WHAT TO DO: Your job is to transcribe all the records that follow, excluding any pictures.

(Image point grounding data)
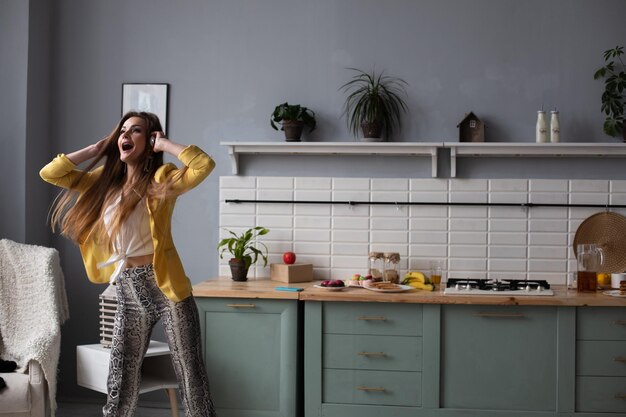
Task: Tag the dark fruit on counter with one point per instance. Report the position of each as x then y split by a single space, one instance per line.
332 283
289 258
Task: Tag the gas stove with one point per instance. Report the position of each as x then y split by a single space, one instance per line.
517 287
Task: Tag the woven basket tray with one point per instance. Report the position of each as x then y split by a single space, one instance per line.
608 231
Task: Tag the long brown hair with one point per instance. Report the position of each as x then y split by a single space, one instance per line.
79 217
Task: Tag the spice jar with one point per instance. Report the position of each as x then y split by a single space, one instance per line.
392 260
376 266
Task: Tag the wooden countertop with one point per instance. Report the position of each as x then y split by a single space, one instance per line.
225 287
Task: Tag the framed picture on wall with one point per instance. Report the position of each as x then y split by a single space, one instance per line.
146 97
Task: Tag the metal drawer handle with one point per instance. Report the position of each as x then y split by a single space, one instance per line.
373 318
501 315
368 389
376 354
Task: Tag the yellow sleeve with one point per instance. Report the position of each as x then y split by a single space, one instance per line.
63 173
199 166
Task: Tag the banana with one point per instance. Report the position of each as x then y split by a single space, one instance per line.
421 286
414 276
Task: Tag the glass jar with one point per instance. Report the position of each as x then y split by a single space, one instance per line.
392 261
376 266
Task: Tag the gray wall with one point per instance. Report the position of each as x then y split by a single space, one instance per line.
229 62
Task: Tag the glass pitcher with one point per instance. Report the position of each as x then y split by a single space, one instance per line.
589 258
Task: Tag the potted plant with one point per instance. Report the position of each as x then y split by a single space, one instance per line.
374 104
243 250
292 118
614 95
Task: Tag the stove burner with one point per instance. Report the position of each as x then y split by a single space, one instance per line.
497 285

TASK RESPONSE:
Task: Tag the dark fruit on counter with one point per instance. Report the position of each as x then y split by a single space, one instance per line.
332 283
289 258
Task: Tag the gas stove with one point per instance. Report the position of each as x then y split by a single space, one instance per line.
517 287
Task: Tag the woven basket tray with one point per instance. Report the position of each as x then y split by a single space, one instance per line.
608 231
Task: Tag the long brown hair with one point per instance. Report the position of each as x then y split by a single space, one instance per line.
79 217
Task: Tag the spice jar with one point per instance. Report the position of each as x then y split by a single space, one instance per line.
392 260
376 266
Task: Tag the wooden countertop with one point per instance. Report the position of each as x then y split by a single space, one instance per line.
225 287
Task: Tag the framed picture on wall with one point per instance. Report the position of each as x then y split by a single space, one instance per line.
146 97
Task: Tag the metal drawer handle with one point per instance. Report the position of each as x then y split by a single space, one instance per line.
373 318
501 315
368 389
376 354
Task: Tag the yellow sleeve with one point per instance. Report the position of each as x then y split by a single space, one instance per line.
63 173
199 166
Task: Tag the banana with one point per instance. Report the position of each as x then y split by a single space, one instance per line.
421 286
414 276
Task: Tag the glass jar with one point per instance. Report the position of each as x then y split by a single space, one instance per line.
392 261
376 266
Task: Tag the gray wall with one point per instance. Report the position of each as x then y split by a single space, one instance per line.
229 62
Task: Tag the glass pitcher with one point per instance. Report the position of each as x then y split by a single space, one instance per line.
589 258
Task: Tag the potted plant with one point per instance. Report the position of each as x then y split by a single space, one instance per line.
374 104
243 250
292 118
614 95
Task: Tag the stove burner with one point per instance. Report the position of each as x then y split by a single space, one instance per line.
497 285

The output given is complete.